Return every record below exactly as written, but leave out the pictures.

::::::::

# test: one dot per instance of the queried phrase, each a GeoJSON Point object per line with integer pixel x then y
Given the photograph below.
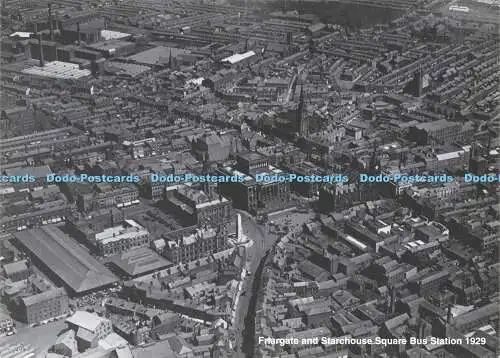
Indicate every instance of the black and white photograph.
{"type": "Point", "coordinates": [249, 178]}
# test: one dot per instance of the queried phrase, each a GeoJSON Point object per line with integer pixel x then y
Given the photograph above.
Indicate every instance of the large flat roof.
{"type": "Point", "coordinates": [66, 259]}
{"type": "Point", "coordinates": [140, 261]}
{"type": "Point", "coordinates": [58, 69]}
{"type": "Point", "coordinates": [157, 55]}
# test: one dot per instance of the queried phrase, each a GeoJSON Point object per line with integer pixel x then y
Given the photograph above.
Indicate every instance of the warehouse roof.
{"type": "Point", "coordinates": [66, 259]}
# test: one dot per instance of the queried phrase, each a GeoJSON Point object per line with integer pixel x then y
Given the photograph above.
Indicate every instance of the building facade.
{"type": "Point", "coordinates": [44, 306]}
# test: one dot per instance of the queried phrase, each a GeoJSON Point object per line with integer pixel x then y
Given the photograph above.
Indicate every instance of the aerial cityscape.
{"type": "Point", "coordinates": [249, 178]}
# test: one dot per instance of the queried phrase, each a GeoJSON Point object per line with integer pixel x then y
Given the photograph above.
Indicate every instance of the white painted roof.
{"type": "Point", "coordinates": [238, 57]}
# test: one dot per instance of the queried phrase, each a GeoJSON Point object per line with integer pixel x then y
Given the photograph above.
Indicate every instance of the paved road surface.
{"type": "Point", "coordinates": [263, 241]}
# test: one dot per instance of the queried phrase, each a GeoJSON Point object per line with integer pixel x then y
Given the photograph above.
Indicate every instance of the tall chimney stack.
{"type": "Point", "coordinates": [78, 32]}
{"type": "Point", "coordinates": [50, 23]}
{"type": "Point", "coordinates": [42, 63]}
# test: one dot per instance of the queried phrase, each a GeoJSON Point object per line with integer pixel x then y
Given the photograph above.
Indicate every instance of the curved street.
{"type": "Point", "coordinates": [263, 241]}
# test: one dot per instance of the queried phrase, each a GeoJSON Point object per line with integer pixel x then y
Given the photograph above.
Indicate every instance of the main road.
{"type": "Point", "coordinates": [262, 242]}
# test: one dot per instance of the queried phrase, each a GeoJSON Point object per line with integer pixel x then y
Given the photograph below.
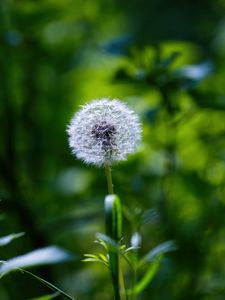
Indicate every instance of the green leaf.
{"type": "Point", "coordinates": [47, 297]}
{"type": "Point", "coordinates": [48, 284]}
{"type": "Point", "coordinates": [5, 240]}
{"type": "Point", "coordinates": [113, 214]}
{"type": "Point", "coordinates": [43, 256]}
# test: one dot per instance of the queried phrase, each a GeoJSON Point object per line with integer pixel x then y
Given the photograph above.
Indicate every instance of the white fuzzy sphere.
{"type": "Point", "coordinates": [104, 131]}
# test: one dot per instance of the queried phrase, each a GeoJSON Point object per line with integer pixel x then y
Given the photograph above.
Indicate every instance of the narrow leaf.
{"type": "Point", "coordinates": [48, 284]}
{"type": "Point", "coordinates": [5, 240]}
{"type": "Point", "coordinates": [47, 297]}
{"type": "Point", "coordinates": [43, 256]}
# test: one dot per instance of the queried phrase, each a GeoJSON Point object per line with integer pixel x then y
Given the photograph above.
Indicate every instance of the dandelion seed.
{"type": "Point", "coordinates": [103, 132]}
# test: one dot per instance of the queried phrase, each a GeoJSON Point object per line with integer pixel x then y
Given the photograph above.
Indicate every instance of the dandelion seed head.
{"type": "Point", "coordinates": [104, 131]}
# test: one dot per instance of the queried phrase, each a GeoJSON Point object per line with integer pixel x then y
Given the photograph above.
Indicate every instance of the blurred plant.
{"type": "Point", "coordinates": [42, 256]}
{"type": "Point", "coordinates": [102, 133]}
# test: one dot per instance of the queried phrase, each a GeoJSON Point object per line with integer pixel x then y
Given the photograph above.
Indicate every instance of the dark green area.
{"type": "Point", "coordinates": [166, 59]}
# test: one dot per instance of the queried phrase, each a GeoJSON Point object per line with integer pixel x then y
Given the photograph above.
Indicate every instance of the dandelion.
{"type": "Point", "coordinates": [103, 132]}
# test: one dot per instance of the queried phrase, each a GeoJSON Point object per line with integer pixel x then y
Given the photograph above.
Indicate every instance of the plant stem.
{"type": "Point", "coordinates": [109, 178]}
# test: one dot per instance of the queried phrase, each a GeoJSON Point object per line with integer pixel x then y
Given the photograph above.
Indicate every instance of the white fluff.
{"type": "Point", "coordinates": [104, 131]}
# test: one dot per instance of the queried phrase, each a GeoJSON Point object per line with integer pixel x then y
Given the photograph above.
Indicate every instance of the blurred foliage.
{"type": "Point", "coordinates": [166, 59]}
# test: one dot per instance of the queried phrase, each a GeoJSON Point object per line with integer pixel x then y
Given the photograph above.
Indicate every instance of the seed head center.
{"type": "Point", "coordinates": [104, 132]}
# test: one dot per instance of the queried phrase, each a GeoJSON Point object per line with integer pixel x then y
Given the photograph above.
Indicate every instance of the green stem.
{"type": "Point", "coordinates": [109, 179]}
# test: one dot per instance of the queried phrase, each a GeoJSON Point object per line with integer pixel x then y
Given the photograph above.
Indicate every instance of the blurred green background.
{"type": "Point", "coordinates": [166, 59]}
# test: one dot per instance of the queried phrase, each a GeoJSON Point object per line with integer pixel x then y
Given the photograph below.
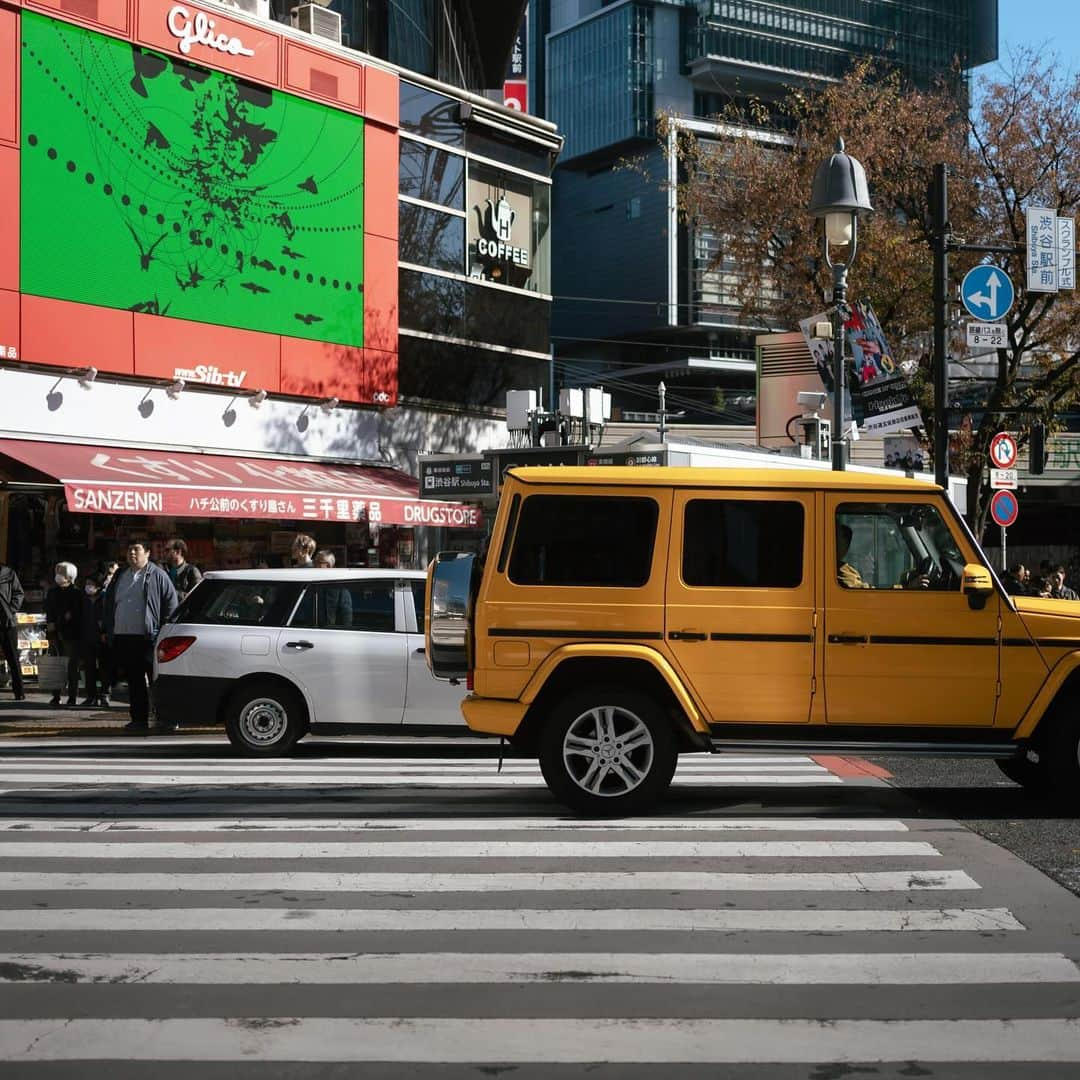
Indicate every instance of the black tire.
{"type": "Point", "coordinates": [265, 718]}
{"type": "Point", "coordinates": [1063, 756]}
{"type": "Point", "coordinates": [1031, 775]}
{"type": "Point", "coordinates": [584, 763]}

::::::::

Task solution >>
# test: one dot per instance of the queried phrase, each a GeoJSON Point object per line with integer pixel x then y
Given the photograph below.
Indicate every instance of the black and white photograph.
{"type": "Point", "coordinates": [249, 178]}
# test: one dot per instance of the queried phrase, each a GeoJSON Point object per line with integer pixel x then y
Given the photograph above.
Indicate every instance of the large flat roof.
{"type": "Point", "coordinates": [66, 259]}
{"type": "Point", "coordinates": [140, 261]}
{"type": "Point", "coordinates": [58, 69]}
{"type": "Point", "coordinates": [157, 55]}
# test: one dot per instance of the queried phrase, each a GeoJSON Point object per line with integer pixel x then y
Given the photograph above.
Indicate every instance of the warehouse roof.
{"type": "Point", "coordinates": [66, 259]}
# test: one dot per instance of the queried phrase, each a GeoJSON Point object per line with integer pixel x then y
Given the photograph above.
Indicate every instance of the building facade.
{"type": "Point", "coordinates": [44, 306]}
# test: one dot per instance of the queried phrase, each a GeoJSON Point object per line with integer pixel x then y
Given the photograph above.
Indicate every instance of the aerial cityscape.
{"type": "Point", "coordinates": [249, 178]}
# test: one dot per instance of the queried phrase, each a GeoJSON Point object per line with integer pixel x then y
Given the photograph above.
Indicate every instance of the white painted roof.
{"type": "Point", "coordinates": [238, 57]}
# test: one dot per instance of the queried phrase, each a GeoJSON Point object per line with integer pixel x then y
Given the photograph above.
Indicate every instance of the paved road surface.
{"type": "Point", "coordinates": [263, 241]}
# test: one dot per instance of the queried phrase, each a GeoJSON Point object per line with integer pixel x then y
Given the photograph above.
Indicate every instance of the tall chimney stack.
{"type": "Point", "coordinates": [78, 32]}
{"type": "Point", "coordinates": [50, 23]}
{"type": "Point", "coordinates": [42, 63]}
# test: one dot per instance of the queried phrase, each a GeoJSON Point object per line with integer pixel x then y
Given the photograph above.
Indicate every instance of the curved street.
{"type": "Point", "coordinates": [263, 241]}
# test: one dot per instance of the queried phrase, each a GeoJSON Point object per line with integer pixel x then y
Given the photograph above.
Indicate every instance of the main road.
{"type": "Point", "coordinates": [262, 242]}
# test: one dot per instance of the queried phrase, each a GeoJSON Point object per line with integer pixel x then y
Given the photograph below.
Indicate every instance of the green leaf.
{"type": "Point", "coordinates": [47, 297]}
{"type": "Point", "coordinates": [48, 284]}
{"type": "Point", "coordinates": [5, 240]}
{"type": "Point", "coordinates": [113, 214]}
{"type": "Point", "coordinates": [43, 256]}
# test: one dot per instance of the queried phrase, each a GeoJSON Point object per line with integer pixel x then y
Given the photograph above.
Indicate every instance of the white fuzzy sphere.
{"type": "Point", "coordinates": [104, 131]}
# test: one dot per instance of the queried phrase, each a GeoJSON Point object per line with integer pixel x then y
Given the photograph above.
Indicate every instance of the narrow leaf.
{"type": "Point", "coordinates": [48, 284]}
{"type": "Point", "coordinates": [5, 240]}
{"type": "Point", "coordinates": [47, 297]}
{"type": "Point", "coordinates": [43, 256]}
# test: one dot per instance of the queried phrase, each a GeoJSON Point object per line with integer pixel x then y
Given the photograph above.
Indicate every instance of the dandelion seed.
{"type": "Point", "coordinates": [103, 132]}
# test: one dot per instance of the queried phrase, each a GeoJSON Point object per line with integer pixel x then y
Given the photograph above.
Indicate every instance of the dandelion seed head.
{"type": "Point", "coordinates": [104, 131]}
# test: one dot per instance of the queried phrase, each a GeoJSON Point object per line with integer pixel x then y
Given the photograph above.
Indicate every instance of the blurred plant.
{"type": "Point", "coordinates": [42, 256]}
{"type": "Point", "coordinates": [102, 133]}
# test: one dot per instance of the queried phrase, each a GeoJSON Point object per line with integer pixel x then y
Given the photograph above.
Indicate every instance of the dark green area.
{"type": "Point", "coordinates": [166, 59]}
# test: one dot per instance of the queried phrase, each a GeoJSON Point object per line with integer pixel x then y
Given the photograph above.
Indicate every instance of the dandelion.
{"type": "Point", "coordinates": [103, 132]}
# test: one dot per instance of the queried phrase, each a GeoJSON Point object per line with integer pixel x then y
Given the photograph above.
Indicate every instance of the plant stem.
{"type": "Point", "coordinates": [109, 178]}
# test: one dot per instance of the queried phrase, each a GeoJSON Point object per line with integer pixel x then y
Given the photograph above.
Indicate every instance of the white fluff.
{"type": "Point", "coordinates": [104, 131]}
# test: one dot per instance of the queried phrase, each a GeoJSON Point object per line with integer pixel x then y
Given the photograph above.
Indicate every instance of the blurred foliage.
{"type": "Point", "coordinates": [166, 59]}
# test: one dot per instance of the queried phrase, each a GeoJSON Point object per line with integer pixel x then y
Given the photograph above.
Indicate every instance of the seed head center.
{"type": "Point", "coordinates": [104, 132]}
# test: one dot per instance of the queried phrase, each a GeoJSON Point object per line with integer pixel x then y
Given the photograph above.
Indicate every instance of the green stem.
{"type": "Point", "coordinates": [109, 179]}
# test: one dot per instance of the queried phrase, each a GeoJSON Point object per line with integer pixel x then y
Given the photograph above.
Indicate every instance of the blurred green background.
{"type": "Point", "coordinates": [166, 59]}
# test: one dot per instance of the queried phrase, each a GeoJSON Point object per line with integer pixel x then y
Given the photograph below.
Indicate every instance of the black tire.
{"type": "Point", "coordinates": [265, 718]}
{"type": "Point", "coordinates": [1063, 756]}
{"type": "Point", "coordinates": [1031, 775]}
{"type": "Point", "coordinates": [584, 763]}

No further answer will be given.